§ **Work required**
Exact copy, pictures excluded: output the lines from the opening of the entries through the line bearing "bbox: wheel of dark suv".
Start of Provided material
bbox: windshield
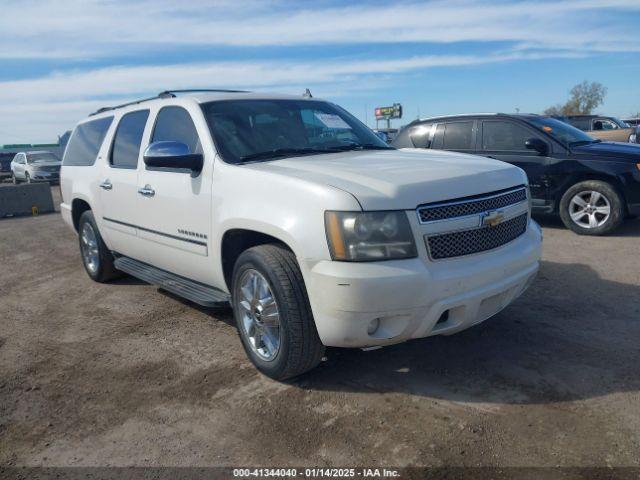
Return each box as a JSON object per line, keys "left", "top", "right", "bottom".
{"left": 28, "top": 152, "right": 60, "bottom": 164}
{"left": 530, "top": 117, "right": 597, "bottom": 147}
{"left": 611, "top": 117, "right": 630, "bottom": 128}
{"left": 202, "top": 99, "right": 392, "bottom": 164}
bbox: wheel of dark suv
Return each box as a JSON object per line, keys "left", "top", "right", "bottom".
{"left": 78, "top": 210, "right": 120, "bottom": 282}
{"left": 559, "top": 180, "right": 624, "bottom": 235}
{"left": 231, "top": 244, "right": 325, "bottom": 380}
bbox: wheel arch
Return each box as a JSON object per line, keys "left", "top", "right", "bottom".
{"left": 554, "top": 173, "right": 627, "bottom": 213}
{"left": 220, "top": 228, "right": 295, "bottom": 292}
{"left": 71, "top": 198, "right": 92, "bottom": 232}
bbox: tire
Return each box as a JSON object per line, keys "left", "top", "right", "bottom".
{"left": 11, "top": 172, "right": 17, "bottom": 184}
{"left": 24, "top": 172, "right": 31, "bottom": 184}
{"left": 231, "top": 244, "right": 325, "bottom": 380}
{"left": 559, "top": 180, "right": 625, "bottom": 235}
{"left": 77, "top": 210, "right": 120, "bottom": 282}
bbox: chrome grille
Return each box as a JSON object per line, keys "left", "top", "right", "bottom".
{"left": 418, "top": 187, "right": 527, "bottom": 223}
{"left": 426, "top": 213, "right": 528, "bottom": 260}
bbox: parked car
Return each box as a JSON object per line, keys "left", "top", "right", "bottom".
{"left": 10, "top": 151, "right": 61, "bottom": 184}
{"left": 553, "top": 115, "right": 636, "bottom": 143}
{"left": 373, "top": 128, "right": 399, "bottom": 143}
{"left": 392, "top": 114, "right": 640, "bottom": 235}
{"left": 60, "top": 90, "right": 541, "bottom": 380}
{"left": 622, "top": 118, "right": 640, "bottom": 127}
{"left": 0, "top": 152, "right": 14, "bottom": 181}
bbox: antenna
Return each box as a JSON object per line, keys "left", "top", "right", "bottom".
{"left": 303, "top": 88, "right": 313, "bottom": 98}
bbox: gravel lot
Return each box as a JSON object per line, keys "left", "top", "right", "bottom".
{"left": 1, "top": 186, "right": 639, "bottom": 469}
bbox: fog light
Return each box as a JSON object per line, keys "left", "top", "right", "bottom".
{"left": 367, "top": 318, "right": 380, "bottom": 335}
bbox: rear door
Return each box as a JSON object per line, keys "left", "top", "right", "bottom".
{"left": 135, "top": 105, "right": 214, "bottom": 284}
{"left": 99, "top": 109, "right": 150, "bottom": 260}
{"left": 14, "top": 154, "right": 26, "bottom": 179}
{"left": 431, "top": 120, "right": 476, "bottom": 153}
{"left": 479, "top": 119, "right": 553, "bottom": 202}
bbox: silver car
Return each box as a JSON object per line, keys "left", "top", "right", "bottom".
{"left": 10, "top": 151, "right": 61, "bottom": 184}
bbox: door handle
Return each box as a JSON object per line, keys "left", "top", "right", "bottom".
{"left": 99, "top": 180, "right": 112, "bottom": 190}
{"left": 138, "top": 185, "right": 155, "bottom": 197}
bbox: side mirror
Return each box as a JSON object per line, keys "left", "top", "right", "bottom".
{"left": 143, "top": 141, "right": 203, "bottom": 175}
{"left": 525, "top": 138, "right": 548, "bottom": 155}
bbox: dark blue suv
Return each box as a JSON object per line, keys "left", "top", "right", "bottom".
{"left": 392, "top": 114, "right": 640, "bottom": 235}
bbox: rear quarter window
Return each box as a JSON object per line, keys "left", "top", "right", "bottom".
{"left": 63, "top": 116, "right": 114, "bottom": 166}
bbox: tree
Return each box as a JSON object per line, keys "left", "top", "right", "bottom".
{"left": 543, "top": 81, "right": 607, "bottom": 116}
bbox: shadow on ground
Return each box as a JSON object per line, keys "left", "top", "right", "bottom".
{"left": 289, "top": 260, "right": 640, "bottom": 405}
{"left": 534, "top": 214, "right": 640, "bottom": 237}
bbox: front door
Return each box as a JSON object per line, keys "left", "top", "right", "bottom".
{"left": 14, "top": 154, "right": 26, "bottom": 179}
{"left": 99, "top": 109, "right": 150, "bottom": 261}
{"left": 479, "top": 119, "right": 553, "bottom": 206}
{"left": 135, "top": 105, "right": 214, "bottom": 284}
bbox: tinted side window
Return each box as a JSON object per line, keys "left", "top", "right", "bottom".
{"left": 151, "top": 107, "right": 201, "bottom": 154}
{"left": 111, "top": 110, "right": 149, "bottom": 169}
{"left": 441, "top": 121, "right": 474, "bottom": 150}
{"left": 63, "top": 116, "right": 114, "bottom": 166}
{"left": 432, "top": 124, "right": 445, "bottom": 149}
{"left": 409, "top": 123, "right": 434, "bottom": 148}
{"left": 482, "top": 121, "right": 531, "bottom": 151}
{"left": 568, "top": 118, "right": 591, "bottom": 131}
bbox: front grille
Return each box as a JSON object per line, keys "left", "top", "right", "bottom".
{"left": 426, "top": 213, "right": 528, "bottom": 260}
{"left": 418, "top": 187, "right": 527, "bottom": 223}
{"left": 38, "top": 166, "right": 60, "bottom": 172}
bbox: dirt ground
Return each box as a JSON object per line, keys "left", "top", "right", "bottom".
{"left": 0, "top": 186, "right": 639, "bottom": 469}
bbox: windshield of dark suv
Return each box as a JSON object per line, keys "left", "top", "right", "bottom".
{"left": 27, "top": 152, "right": 60, "bottom": 164}
{"left": 202, "top": 99, "right": 392, "bottom": 164}
{"left": 528, "top": 117, "right": 598, "bottom": 148}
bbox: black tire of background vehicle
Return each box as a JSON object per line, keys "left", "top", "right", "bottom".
{"left": 24, "top": 172, "right": 31, "bottom": 184}
{"left": 232, "top": 244, "right": 325, "bottom": 380}
{"left": 78, "top": 210, "right": 121, "bottom": 282}
{"left": 559, "top": 180, "right": 625, "bottom": 236}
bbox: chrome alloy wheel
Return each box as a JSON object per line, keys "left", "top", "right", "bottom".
{"left": 80, "top": 222, "right": 100, "bottom": 274}
{"left": 237, "top": 269, "right": 281, "bottom": 361}
{"left": 569, "top": 190, "right": 611, "bottom": 229}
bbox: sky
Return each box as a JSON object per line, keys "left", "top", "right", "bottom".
{"left": 1, "top": 0, "right": 639, "bottom": 143}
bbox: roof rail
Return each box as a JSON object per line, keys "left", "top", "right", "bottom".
{"left": 158, "top": 89, "right": 249, "bottom": 96}
{"left": 89, "top": 89, "right": 250, "bottom": 116}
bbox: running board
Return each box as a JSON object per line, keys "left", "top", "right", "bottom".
{"left": 114, "top": 256, "right": 230, "bottom": 307}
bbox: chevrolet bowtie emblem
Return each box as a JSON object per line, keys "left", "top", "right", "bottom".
{"left": 482, "top": 210, "right": 505, "bottom": 228}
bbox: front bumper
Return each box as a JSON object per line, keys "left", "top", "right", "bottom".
{"left": 306, "top": 220, "right": 542, "bottom": 348}
{"left": 30, "top": 171, "right": 60, "bottom": 182}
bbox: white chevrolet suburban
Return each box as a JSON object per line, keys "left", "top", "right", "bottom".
{"left": 60, "top": 90, "right": 542, "bottom": 380}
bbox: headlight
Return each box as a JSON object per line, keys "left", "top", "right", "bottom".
{"left": 630, "top": 133, "right": 637, "bottom": 143}
{"left": 325, "top": 211, "right": 417, "bottom": 261}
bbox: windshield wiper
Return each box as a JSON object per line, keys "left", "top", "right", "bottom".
{"left": 569, "top": 139, "right": 602, "bottom": 147}
{"left": 239, "top": 147, "right": 341, "bottom": 162}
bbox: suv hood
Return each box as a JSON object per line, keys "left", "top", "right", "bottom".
{"left": 30, "top": 162, "right": 61, "bottom": 168}
{"left": 571, "top": 141, "right": 640, "bottom": 162}
{"left": 249, "top": 149, "right": 526, "bottom": 210}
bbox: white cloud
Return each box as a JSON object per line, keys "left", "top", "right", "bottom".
{"left": 0, "top": 0, "right": 638, "bottom": 141}
{"left": 0, "top": 50, "right": 585, "bottom": 141}
{"left": 0, "top": 0, "right": 638, "bottom": 58}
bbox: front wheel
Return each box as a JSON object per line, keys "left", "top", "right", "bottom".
{"left": 11, "top": 172, "right": 18, "bottom": 184}
{"left": 24, "top": 172, "right": 31, "bottom": 184}
{"left": 559, "top": 180, "right": 624, "bottom": 235}
{"left": 231, "top": 244, "right": 325, "bottom": 380}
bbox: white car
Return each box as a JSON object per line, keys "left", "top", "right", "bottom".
{"left": 11, "top": 151, "right": 61, "bottom": 184}
{"left": 60, "top": 90, "right": 542, "bottom": 380}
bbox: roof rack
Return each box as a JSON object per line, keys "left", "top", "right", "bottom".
{"left": 89, "top": 89, "right": 250, "bottom": 116}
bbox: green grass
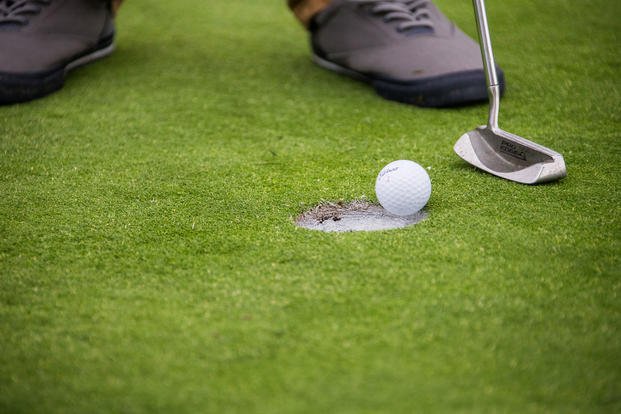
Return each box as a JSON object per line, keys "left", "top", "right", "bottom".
{"left": 1, "top": 0, "right": 620, "bottom": 412}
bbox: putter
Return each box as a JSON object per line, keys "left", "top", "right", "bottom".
{"left": 454, "top": 0, "right": 567, "bottom": 184}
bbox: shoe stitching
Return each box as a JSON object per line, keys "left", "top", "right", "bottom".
{"left": 350, "top": 0, "right": 434, "bottom": 32}
{"left": 0, "top": 0, "right": 50, "bottom": 25}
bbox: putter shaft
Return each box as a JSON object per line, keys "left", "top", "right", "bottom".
{"left": 473, "top": 0, "right": 500, "bottom": 129}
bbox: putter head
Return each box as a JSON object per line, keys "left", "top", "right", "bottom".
{"left": 454, "top": 126, "right": 567, "bottom": 184}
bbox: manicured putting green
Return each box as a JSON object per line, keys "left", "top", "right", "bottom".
{"left": 1, "top": 0, "right": 619, "bottom": 413}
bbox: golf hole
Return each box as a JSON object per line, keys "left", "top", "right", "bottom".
{"left": 295, "top": 200, "right": 427, "bottom": 233}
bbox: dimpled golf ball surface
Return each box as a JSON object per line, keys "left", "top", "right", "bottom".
{"left": 375, "top": 160, "right": 431, "bottom": 216}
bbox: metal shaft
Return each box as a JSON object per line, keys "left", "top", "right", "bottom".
{"left": 473, "top": 0, "right": 500, "bottom": 129}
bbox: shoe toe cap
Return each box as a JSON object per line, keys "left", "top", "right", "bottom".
{"left": 340, "top": 32, "right": 484, "bottom": 82}
{"left": 0, "top": 34, "right": 91, "bottom": 74}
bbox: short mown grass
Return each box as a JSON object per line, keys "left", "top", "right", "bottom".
{"left": 1, "top": 0, "right": 620, "bottom": 412}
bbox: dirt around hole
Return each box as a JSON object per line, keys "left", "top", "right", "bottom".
{"left": 296, "top": 200, "right": 427, "bottom": 233}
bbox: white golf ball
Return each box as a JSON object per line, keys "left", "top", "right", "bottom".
{"left": 375, "top": 160, "right": 431, "bottom": 216}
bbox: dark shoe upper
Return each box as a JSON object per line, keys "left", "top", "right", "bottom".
{"left": 312, "top": 0, "right": 485, "bottom": 82}
{"left": 0, "top": 0, "right": 114, "bottom": 74}
{"left": 310, "top": 0, "right": 504, "bottom": 107}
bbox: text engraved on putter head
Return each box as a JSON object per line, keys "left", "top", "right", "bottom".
{"left": 499, "top": 140, "right": 527, "bottom": 161}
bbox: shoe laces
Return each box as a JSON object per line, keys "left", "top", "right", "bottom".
{"left": 352, "top": 0, "right": 434, "bottom": 32}
{"left": 0, "top": 0, "right": 50, "bottom": 25}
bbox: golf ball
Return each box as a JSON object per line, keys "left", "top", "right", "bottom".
{"left": 375, "top": 160, "right": 431, "bottom": 216}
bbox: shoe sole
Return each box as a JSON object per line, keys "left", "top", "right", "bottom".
{"left": 0, "top": 33, "right": 115, "bottom": 105}
{"left": 312, "top": 52, "right": 504, "bottom": 108}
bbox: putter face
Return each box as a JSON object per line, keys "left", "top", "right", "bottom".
{"left": 454, "top": 126, "right": 567, "bottom": 184}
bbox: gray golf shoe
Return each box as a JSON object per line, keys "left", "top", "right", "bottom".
{"left": 0, "top": 0, "right": 115, "bottom": 104}
{"left": 310, "top": 0, "right": 505, "bottom": 107}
End of Provided material
§ **Answer to the problem**
bbox: windshield
Return each box as a JSON object per line, keys "left", "top", "right", "bottom".
{"left": 28, "top": 152, "right": 60, "bottom": 164}
{"left": 530, "top": 117, "right": 597, "bottom": 147}
{"left": 611, "top": 117, "right": 630, "bottom": 128}
{"left": 202, "top": 99, "right": 392, "bottom": 164}
bbox: wheel of dark suv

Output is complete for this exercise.